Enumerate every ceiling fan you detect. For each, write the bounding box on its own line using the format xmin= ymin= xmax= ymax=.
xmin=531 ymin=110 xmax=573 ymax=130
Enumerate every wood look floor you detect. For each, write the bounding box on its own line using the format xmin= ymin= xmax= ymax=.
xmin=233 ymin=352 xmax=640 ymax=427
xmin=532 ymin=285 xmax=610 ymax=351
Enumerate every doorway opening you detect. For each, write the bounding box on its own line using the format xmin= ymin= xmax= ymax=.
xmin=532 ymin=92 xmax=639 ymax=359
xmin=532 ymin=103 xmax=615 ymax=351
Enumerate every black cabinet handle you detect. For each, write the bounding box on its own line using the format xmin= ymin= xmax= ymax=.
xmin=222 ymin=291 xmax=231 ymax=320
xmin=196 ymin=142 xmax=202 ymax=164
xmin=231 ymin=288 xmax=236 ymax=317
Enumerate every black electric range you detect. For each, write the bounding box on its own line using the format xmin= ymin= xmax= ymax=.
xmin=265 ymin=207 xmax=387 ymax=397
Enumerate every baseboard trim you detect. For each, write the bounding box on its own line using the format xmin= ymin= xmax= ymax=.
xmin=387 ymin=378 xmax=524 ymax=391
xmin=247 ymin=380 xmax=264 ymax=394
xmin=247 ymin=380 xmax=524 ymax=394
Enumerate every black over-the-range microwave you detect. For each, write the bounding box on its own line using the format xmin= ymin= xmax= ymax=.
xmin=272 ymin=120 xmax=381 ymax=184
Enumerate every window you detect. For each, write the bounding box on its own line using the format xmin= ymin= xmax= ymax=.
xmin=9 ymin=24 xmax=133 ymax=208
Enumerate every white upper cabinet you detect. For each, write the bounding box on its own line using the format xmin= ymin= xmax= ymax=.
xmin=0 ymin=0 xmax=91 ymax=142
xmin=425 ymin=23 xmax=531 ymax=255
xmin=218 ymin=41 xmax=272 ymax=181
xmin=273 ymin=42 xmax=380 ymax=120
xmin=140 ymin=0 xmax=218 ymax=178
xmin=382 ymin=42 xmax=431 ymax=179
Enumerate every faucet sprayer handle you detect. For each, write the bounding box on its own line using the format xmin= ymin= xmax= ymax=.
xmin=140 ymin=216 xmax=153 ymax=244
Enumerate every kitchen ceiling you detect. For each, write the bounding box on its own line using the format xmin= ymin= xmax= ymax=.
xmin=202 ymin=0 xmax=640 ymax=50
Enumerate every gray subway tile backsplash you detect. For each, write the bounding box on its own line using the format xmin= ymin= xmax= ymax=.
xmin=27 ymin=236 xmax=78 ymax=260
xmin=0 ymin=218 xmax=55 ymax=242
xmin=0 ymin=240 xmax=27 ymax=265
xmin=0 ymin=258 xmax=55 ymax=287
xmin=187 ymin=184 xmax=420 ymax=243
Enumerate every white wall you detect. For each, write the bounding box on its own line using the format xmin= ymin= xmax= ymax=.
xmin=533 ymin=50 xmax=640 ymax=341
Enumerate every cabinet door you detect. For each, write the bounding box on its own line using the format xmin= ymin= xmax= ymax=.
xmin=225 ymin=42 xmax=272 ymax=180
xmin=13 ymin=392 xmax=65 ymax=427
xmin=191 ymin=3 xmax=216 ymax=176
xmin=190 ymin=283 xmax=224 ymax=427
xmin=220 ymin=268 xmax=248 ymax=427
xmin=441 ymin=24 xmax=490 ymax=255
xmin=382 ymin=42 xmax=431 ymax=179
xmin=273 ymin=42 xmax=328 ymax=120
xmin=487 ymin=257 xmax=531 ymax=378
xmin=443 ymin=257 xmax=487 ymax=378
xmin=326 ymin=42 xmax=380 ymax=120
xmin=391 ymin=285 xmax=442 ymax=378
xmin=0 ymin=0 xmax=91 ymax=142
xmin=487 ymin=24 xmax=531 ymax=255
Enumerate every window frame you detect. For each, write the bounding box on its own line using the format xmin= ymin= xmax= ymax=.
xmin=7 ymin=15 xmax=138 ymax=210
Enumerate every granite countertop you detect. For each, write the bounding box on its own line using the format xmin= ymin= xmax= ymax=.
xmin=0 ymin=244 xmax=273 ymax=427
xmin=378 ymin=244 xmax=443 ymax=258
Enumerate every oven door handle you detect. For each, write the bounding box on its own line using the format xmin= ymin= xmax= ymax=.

______________________________

### Aim of the exercise:
Please repeat every entry above word for word, keeping them in their original order.

### Output of the exercise:
Enumerate every ceiling fan you detect. For each, write the bounding box on its own line using the format xmin= ymin= xmax= ymax=.
xmin=531 ymin=110 xmax=573 ymax=130
Enumerate every wood look floor you detect. For each, write the bounding box on its own line using the format xmin= ymin= xmax= ymax=.
xmin=233 ymin=352 xmax=640 ymax=427
xmin=532 ymin=285 xmax=610 ymax=351
Enumerate every doorway opening you detect. For each, write the bounding box on its own line using the format xmin= ymin= xmax= ymax=.
xmin=532 ymin=92 xmax=639 ymax=359
xmin=532 ymin=103 xmax=615 ymax=351
Enumerate every black cabinet handle you detect. For each, write the bounding box on its own line using the format xmin= ymin= xmax= ymax=.
xmin=222 ymin=291 xmax=231 ymax=320
xmin=196 ymin=142 xmax=202 ymax=164
xmin=231 ymin=288 xmax=236 ymax=317
Enumerate every black electric range you detect. For each, write the bounding box on its own line using the format xmin= ymin= xmax= ymax=.
xmin=265 ymin=207 xmax=387 ymax=397
Enumerate every baseboard trim you detect. For each, write the bounding box on its own line using the format xmin= ymin= xmax= ymax=.
xmin=387 ymin=378 xmax=524 ymax=391
xmin=247 ymin=380 xmax=264 ymax=394
xmin=247 ymin=380 xmax=524 ymax=394
Enumerate every black over-the-range microwave you detect. For each, write the bounding box on its own line using the format xmin= ymin= xmax= ymax=.
xmin=272 ymin=120 xmax=381 ymax=184
Enumerate every window you detect. For each, write the bounding box on its own line using the format xmin= ymin= xmax= ymax=.
xmin=9 ymin=24 xmax=133 ymax=208
Enumerate every white upper cabinet you detect. For each, write the bounding box on its own line using the format xmin= ymin= xmax= ymax=.
xmin=0 ymin=0 xmax=91 ymax=142
xmin=425 ymin=23 xmax=531 ymax=255
xmin=218 ymin=41 xmax=272 ymax=181
xmin=273 ymin=42 xmax=380 ymax=120
xmin=140 ymin=0 xmax=218 ymax=178
xmin=382 ymin=42 xmax=431 ymax=179
Enumerate every faucet sprayer handle you detect. For each, write the bounding box on its own line using the format xmin= ymin= xmax= ymax=.
xmin=140 ymin=216 xmax=153 ymax=244
Enumerate every kitchen ceiling you detect. For each, write the bounding box on its own line using the format xmin= ymin= xmax= ymax=.
xmin=202 ymin=0 xmax=640 ymax=50
Enumerate every gray subway tile backsplash you detect. For each, write the bounding box on its own line using the format xmin= ymin= xmax= ymax=.
xmin=27 ymin=236 xmax=78 ymax=260
xmin=0 ymin=218 xmax=55 ymax=242
xmin=0 ymin=240 xmax=27 ymax=265
xmin=0 ymin=258 xmax=55 ymax=287
xmin=187 ymin=184 xmax=420 ymax=243
Enumerate every white wall you detect. For each, write the bounding box on its own line using the format xmin= ymin= xmax= ymax=.
xmin=533 ymin=50 xmax=640 ymax=341
Enumerate every cabinet door you detect. For each, write the bounding box on its own line using the format xmin= ymin= xmax= ymax=.
xmin=225 ymin=42 xmax=272 ymax=180
xmin=13 ymin=392 xmax=65 ymax=427
xmin=191 ymin=3 xmax=216 ymax=176
xmin=190 ymin=283 xmax=224 ymax=427
xmin=220 ymin=268 xmax=248 ymax=427
xmin=441 ymin=24 xmax=490 ymax=255
xmin=382 ymin=42 xmax=431 ymax=179
xmin=273 ymin=42 xmax=328 ymax=120
xmin=487 ymin=257 xmax=531 ymax=378
xmin=443 ymin=257 xmax=487 ymax=378
xmin=326 ymin=42 xmax=380 ymax=120
xmin=391 ymin=285 xmax=442 ymax=378
xmin=0 ymin=0 xmax=91 ymax=142
xmin=487 ymin=24 xmax=531 ymax=255
Enumerate every window frame you detect. For each, write the bounding box on its own line using the format xmin= ymin= xmax= ymax=.
xmin=7 ymin=15 xmax=138 ymax=210
Enumerate every granite countertop you detect. For each, write the bounding box on its own line using the format xmin= ymin= xmax= ymax=.
xmin=0 ymin=244 xmax=273 ymax=427
xmin=378 ymin=244 xmax=443 ymax=258
Enumerate every oven door handle you detect. For each, write the bounding box on its own line using the format xmin= ymin= xmax= ymax=.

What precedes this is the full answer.